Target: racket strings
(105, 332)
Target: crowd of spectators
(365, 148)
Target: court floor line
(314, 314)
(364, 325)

========

Instructions for the task >>
Copy out the data above line for line, with nothing added or changed.

Task answer >>
Target: racket strings
(105, 332)
Target: crowd of spectators
(365, 148)
Target: court floor line
(314, 314)
(364, 325)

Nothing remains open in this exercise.